- [TASK DESCRIPTION]: Copy out the listing in full, exactly as written, but not its pictures.

- [RECORDS SHOWN]:
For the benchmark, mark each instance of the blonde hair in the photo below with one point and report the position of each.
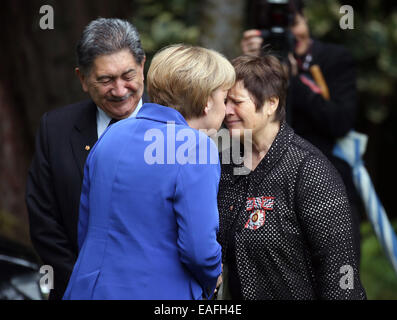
(184, 77)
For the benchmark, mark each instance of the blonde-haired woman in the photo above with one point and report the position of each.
(148, 212)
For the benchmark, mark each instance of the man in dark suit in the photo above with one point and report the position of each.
(110, 68)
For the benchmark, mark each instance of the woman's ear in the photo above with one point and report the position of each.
(209, 105)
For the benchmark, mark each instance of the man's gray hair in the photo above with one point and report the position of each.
(107, 36)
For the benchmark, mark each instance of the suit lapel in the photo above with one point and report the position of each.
(84, 134)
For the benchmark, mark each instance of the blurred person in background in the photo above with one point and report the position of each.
(322, 96)
(148, 230)
(110, 68)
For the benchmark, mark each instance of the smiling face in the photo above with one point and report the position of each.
(241, 112)
(115, 83)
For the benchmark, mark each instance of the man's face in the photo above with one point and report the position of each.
(115, 83)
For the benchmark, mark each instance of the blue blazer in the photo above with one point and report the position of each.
(148, 214)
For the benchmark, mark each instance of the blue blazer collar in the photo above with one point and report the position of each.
(157, 112)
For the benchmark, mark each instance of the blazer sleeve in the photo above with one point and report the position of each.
(47, 233)
(326, 221)
(195, 205)
(334, 117)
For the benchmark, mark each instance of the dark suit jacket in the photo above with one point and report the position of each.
(322, 121)
(63, 141)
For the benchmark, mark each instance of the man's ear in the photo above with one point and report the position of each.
(272, 104)
(82, 79)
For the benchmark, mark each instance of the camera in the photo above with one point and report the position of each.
(274, 18)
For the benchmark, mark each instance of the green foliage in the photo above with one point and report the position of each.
(373, 43)
(377, 274)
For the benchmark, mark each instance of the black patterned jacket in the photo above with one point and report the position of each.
(286, 228)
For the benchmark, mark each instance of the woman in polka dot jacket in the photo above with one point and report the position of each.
(285, 222)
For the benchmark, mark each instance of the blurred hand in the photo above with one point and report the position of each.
(251, 42)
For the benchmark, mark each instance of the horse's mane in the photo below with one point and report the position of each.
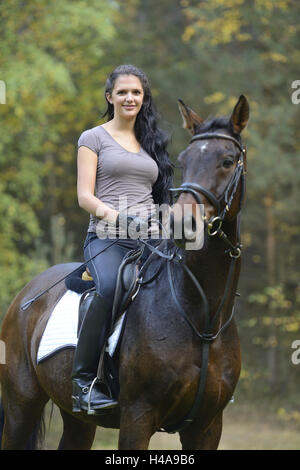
(212, 124)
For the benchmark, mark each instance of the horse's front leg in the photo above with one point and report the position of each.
(195, 438)
(136, 427)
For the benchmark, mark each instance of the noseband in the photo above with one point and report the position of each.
(228, 194)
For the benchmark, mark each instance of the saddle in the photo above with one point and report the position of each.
(126, 285)
(126, 290)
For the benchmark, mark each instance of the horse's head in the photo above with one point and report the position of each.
(213, 165)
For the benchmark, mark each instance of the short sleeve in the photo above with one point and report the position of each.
(89, 139)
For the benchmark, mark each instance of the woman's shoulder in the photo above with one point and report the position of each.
(91, 138)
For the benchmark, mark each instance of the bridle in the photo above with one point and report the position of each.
(222, 206)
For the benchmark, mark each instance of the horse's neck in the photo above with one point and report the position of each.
(211, 268)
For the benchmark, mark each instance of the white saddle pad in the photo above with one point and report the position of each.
(61, 329)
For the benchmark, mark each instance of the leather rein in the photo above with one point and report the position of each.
(222, 206)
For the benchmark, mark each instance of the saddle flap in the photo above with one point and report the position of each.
(126, 281)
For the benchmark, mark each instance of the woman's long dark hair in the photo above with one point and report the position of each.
(153, 140)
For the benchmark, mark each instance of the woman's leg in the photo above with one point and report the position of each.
(97, 309)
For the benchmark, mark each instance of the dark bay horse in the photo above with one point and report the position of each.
(161, 356)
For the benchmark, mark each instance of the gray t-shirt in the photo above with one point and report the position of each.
(124, 179)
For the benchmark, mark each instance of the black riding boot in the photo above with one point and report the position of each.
(91, 340)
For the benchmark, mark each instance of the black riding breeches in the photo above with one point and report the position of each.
(104, 267)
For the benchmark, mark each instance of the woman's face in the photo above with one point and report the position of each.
(127, 96)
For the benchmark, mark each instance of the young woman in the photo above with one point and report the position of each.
(123, 171)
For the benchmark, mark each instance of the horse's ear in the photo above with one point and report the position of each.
(240, 115)
(191, 120)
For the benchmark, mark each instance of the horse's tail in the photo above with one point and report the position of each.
(37, 436)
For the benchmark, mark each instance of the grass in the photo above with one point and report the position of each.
(246, 427)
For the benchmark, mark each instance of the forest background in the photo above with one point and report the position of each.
(54, 59)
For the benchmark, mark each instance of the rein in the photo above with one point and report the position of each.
(234, 251)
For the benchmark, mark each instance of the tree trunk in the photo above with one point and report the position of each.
(271, 281)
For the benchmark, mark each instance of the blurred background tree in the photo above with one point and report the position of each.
(54, 60)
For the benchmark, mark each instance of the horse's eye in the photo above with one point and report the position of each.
(227, 163)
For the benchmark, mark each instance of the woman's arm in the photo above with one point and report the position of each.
(86, 178)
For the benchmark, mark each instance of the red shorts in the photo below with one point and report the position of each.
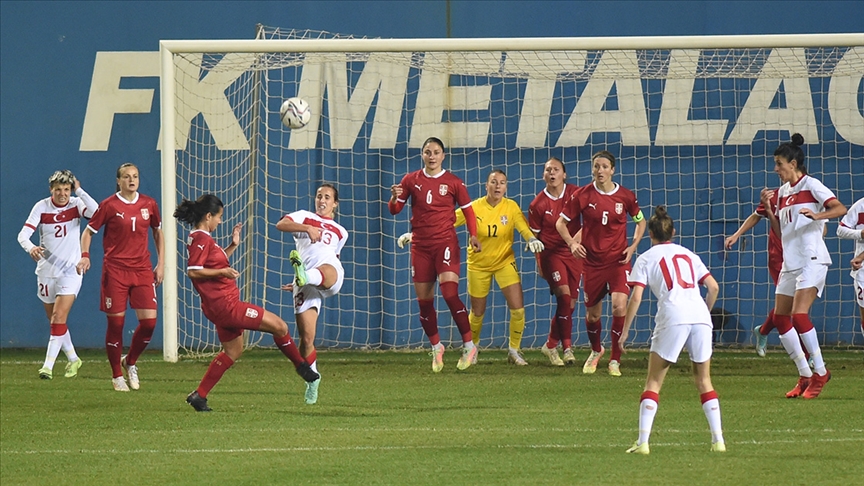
(230, 320)
(432, 259)
(561, 270)
(602, 281)
(138, 287)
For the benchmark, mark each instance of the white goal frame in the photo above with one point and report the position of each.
(168, 48)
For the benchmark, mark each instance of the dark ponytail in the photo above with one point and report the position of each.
(192, 212)
(661, 225)
(792, 151)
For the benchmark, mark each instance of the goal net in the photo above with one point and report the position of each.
(693, 122)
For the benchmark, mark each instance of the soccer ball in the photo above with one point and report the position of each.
(295, 113)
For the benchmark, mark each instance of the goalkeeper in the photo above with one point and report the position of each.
(497, 219)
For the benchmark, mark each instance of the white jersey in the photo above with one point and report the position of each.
(333, 238)
(802, 237)
(59, 233)
(674, 275)
(851, 226)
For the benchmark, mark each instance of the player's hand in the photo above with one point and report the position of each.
(83, 265)
(729, 242)
(578, 250)
(405, 239)
(36, 253)
(765, 197)
(314, 234)
(534, 245)
(807, 213)
(235, 234)
(475, 244)
(628, 254)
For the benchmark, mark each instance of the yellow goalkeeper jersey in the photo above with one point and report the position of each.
(495, 228)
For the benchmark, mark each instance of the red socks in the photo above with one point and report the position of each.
(217, 368)
(114, 343)
(429, 320)
(450, 292)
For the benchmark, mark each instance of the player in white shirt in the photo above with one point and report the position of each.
(58, 219)
(852, 227)
(318, 271)
(683, 320)
(803, 205)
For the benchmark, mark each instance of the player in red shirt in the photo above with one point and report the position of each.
(555, 263)
(127, 272)
(604, 207)
(215, 281)
(435, 252)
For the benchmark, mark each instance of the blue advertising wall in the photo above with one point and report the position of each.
(47, 51)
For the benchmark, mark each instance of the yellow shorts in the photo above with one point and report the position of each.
(479, 281)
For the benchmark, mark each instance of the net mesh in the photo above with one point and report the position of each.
(693, 129)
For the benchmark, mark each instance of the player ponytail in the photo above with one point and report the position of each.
(792, 151)
(120, 172)
(660, 225)
(192, 212)
(61, 177)
(604, 154)
(434, 140)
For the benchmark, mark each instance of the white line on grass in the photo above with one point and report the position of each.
(256, 450)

- [EXPECTED OUTPUT]:
For the benchmark, mark each instance of the blonde hair in the photo below with one point and report the position of each.
(184, 77)
For the benchmark, mark each instance of the blonde-haired woman in the photo above with one point and report the position of each.
(148, 212)
For the benchmark, mark each instance of the man in dark suit in the photo above with one point and report the position of each.
(110, 68)
For the benchmark, mark each instance of the woman's ear in the photo above with one point and report the position of each.
(209, 105)
For the benchmark, mark each instance of the man's gray hair in the photo above with one point and report the position of each.
(107, 36)
For the benchmark, mark each instance of the suit lapel in the photo above with one point and report the position of each.
(84, 134)
For the benchmark, mark each instance of the blurred person in background in the photo above with one point and report the position of each.
(322, 96)
(148, 230)
(110, 68)
For the benchmark, mark each instance of the smiling face in the photo above with one point and report the position of each.
(241, 112)
(115, 83)
For the benchmark, mark each instance of the man's face in the photo above with one point and report the position of each.
(115, 83)
For the benchmark, mark each instance of the blue blazer in the photo above with one point and report the position of each.
(148, 214)
For the benchmark, mark each instance of the blue blazer collar in the photo above with one point and report the position of each.
(157, 112)
For the benchmark, mark each instance of the blazer sleeve in the photo above with one point and report the position of each.
(47, 233)
(326, 221)
(195, 205)
(334, 117)
For the benchmark, mark each instance of the dark suit jacket in the photo above with one point and report the position of each.
(322, 121)
(63, 141)
For the benchmark, mark each instance of the man's ear in the photo above with one point and report the position of each.
(272, 104)
(82, 79)
For the benchmark, mark each instance of the camera in the photo above with one point and report the position of each.
(274, 18)
For the benchmark, mark each instance of the green foliage in the photo above with one point and report the position of each.
(373, 43)
(377, 274)
For the benchmark, mark each instance of the black patterned jacket in the photo above with one point and report the position of each.
(286, 228)
For the benchmark, mark each instance of the woman in polka dot jacket in the photo above with one point and report the position of each.
(285, 222)
For the benchmark, mark each instance of the blurred hand in the photo above with one point and report the position of each.
(251, 42)
For the benchmark, mark each instance of the horse's mane in the photo below with one point and report the position of each.
(212, 124)
For the benchmark, mark each instance of the horse's front leg in the photo above with one point and report the position of each.
(195, 438)
(136, 427)
For the benchmark, mark each instance of the noseband in the photo above with one point and report the position of each.
(228, 194)
For the benchmark, mark each instance of the saddle in the photo above with one point and report the position of each.
(126, 285)
(126, 290)
For the benchmark, mark each instance of the horse's head in the photo above with one point and report the position of each.
(213, 165)
For the benchmark, mark each instance of the short sleeve in the photo above with one point and report the position of each.
(89, 139)
For the benchmark, mark each instance of the woman's shoulder in the photo above with one point and report the position of each.
(91, 138)
For the benchmark, mark each instance of the bridle in the photo above with one point and report the position of each.
(222, 206)
For the benchmark, mark each instance of the horse's neck in the photo above with one point and report the position of each.
(211, 268)
For the benchmark, mark each instance of the white saddle pad in the photo above with one point and report the position of each.
(61, 329)
For the benchmark, mark each instance of the leather rein in the photo above with one point and report the position of each.
(222, 206)
For the benchmark, mark each instance of the saddle flap in the photo above with one point and report the position of each.
(126, 281)
For the benchmark, mark each instance of the woman's long dark hair in the photo above with one point and report the position of each.
(153, 140)
For the benchmark, mark each instance of the woman's leg in the photo above with one point and report the position of each.
(97, 309)
For the benchmark, mark each instance of the dark bay horse in the photo above with one point and report the position of each.
(161, 356)
For the benchmark, mark each instance of the gray t-shirt in the photo above with one point and report the position of each.
(124, 179)
For the benchmark, mark each instance of the black riding boot in the photo above with one point and report the position of each.
(91, 340)
For the benchmark, mark each instance of the black riding breeches in the photo above with one point and report the position of each.
(104, 267)
For the benchmark, mark each instance of the woman's face in the photo above with one point and report the position of each.
(127, 96)
For the benchmark, mark each instance of the young woman in the photo above with one point and report the position of each.
(123, 171)
For the benchmark, mark each instance of the horse's ear in the photo above with one point and report the position of each.
(240, 115)
(191, 120)
For the benchmark, mark each instance of the horse's tail in the photo above with one point and report the position of each.
(37, 436)
For the benchmark, mark each instance of the grass in the photo above with one point and report the position of each.
(246, 427)
For the benchmark, mark each instance of the forest background in the photo above with one point and report the position of each.
(54, 59)
For the benchmark, mark each instance of the rein in the photo above with one point and report the position of each.
(234, 251)
For the benchmark, mark each instance of the tree trunk in the photo above with one point and report the position of each.
(271, 281)
For the benchmark, mark each instance of the blurred background tree in the photo above with one point and report the position of each.
(54, 60)
For the benchmark, mark each instance of the horse's eye in the photo above with one point and report the position of each.
(227, 163)
For the benchmark, mark each instance of the woman's arm in the photo above with one point and report the position of each.
(86, 178)
For the benchmark, mark each instance of the red shorts in the photo below with one point and report the position of each.
(230, 320)
(432, 259)
(561, 270)
(602, 281)
(138, 287)
For the benchmark, mark each instance of the white goal frame in the photo above with one point and report the position of each.
(168, 48)
For the benchmark, mark each instance of the dark ponytail in the photo above with one point and report the position of each.
(192, 212)
(661, 225)
(792, 151)
For the benchmark, mark each instance of the goal net in the photo above with one point and report the position of each.
(693, 122)
For the benchmark, mark each instance of the soccer ball in the photo above with one point and report the position of each.
(295, 113)
For the benchmark, mark each instance of the goalkeeper in the photo above with one point and report the position of each.
(497, 219)
For the benchmark, mark each instance of the white jersey in the photo above with one point and report the position of each.
(333, 238)
(802, 237)
(59, 233)
(674, 275)
(851, 226)
For the benchmark, mark each instance of the player's hand in the photo above with one point and report the position of each.
(83, 265)
(729, 242)
(578, 250)
(405, 239)
(36, 253)
(765, 197)
(314, 234)
(534, 245)
(807, 213)
(235, 234)
(475, 244)
(628, 254)
For the benchmark, mark each instance of the yellow goalkeeper jersey in the photo above with one point and report the position of each.
(495, 228)
For the benchmark, mark each instance of the red socks in the photo above with one point and report the position of each.
(217, 368)
(114, 343)
(429, 320)
(450, 292)
For the benchmark, mark each instance of the player in white shirt in the photo above with one point and report the position of each.
(58, 219)
(852, 227)
(318, 271)
(683, 320)
(803, 205)
For the benchmark, mark each instance of the player in red shirt in the photo above with one point and report the position of each.
(555, 263)
(127, 272)
(604, 207)
(215, 281)
(435, 252)
For the benchmark, mark each instance of the blue advertising wall in the photo above with one point and report the position of each.
(47, 51)
For the benchmark, mark each instance of the yellow shorts in the photo above with one point and report the position of each.
(479, 281)
For the benchmark, mark each instance of the net mesh in the photo above with one point and report the position of each.
(693, 129)
For the benchmark, mark each instance of the player ponytail in the photo above with one point and report the position of each.
(792, 151)
(120, 172)
(660, 225)
(192, 212)
(61, 177)
(604, 154)
(434, 140)
For the benchmark, mark each instance of the white line on grass in the photo above with one point and report the position of each.
(256, 450)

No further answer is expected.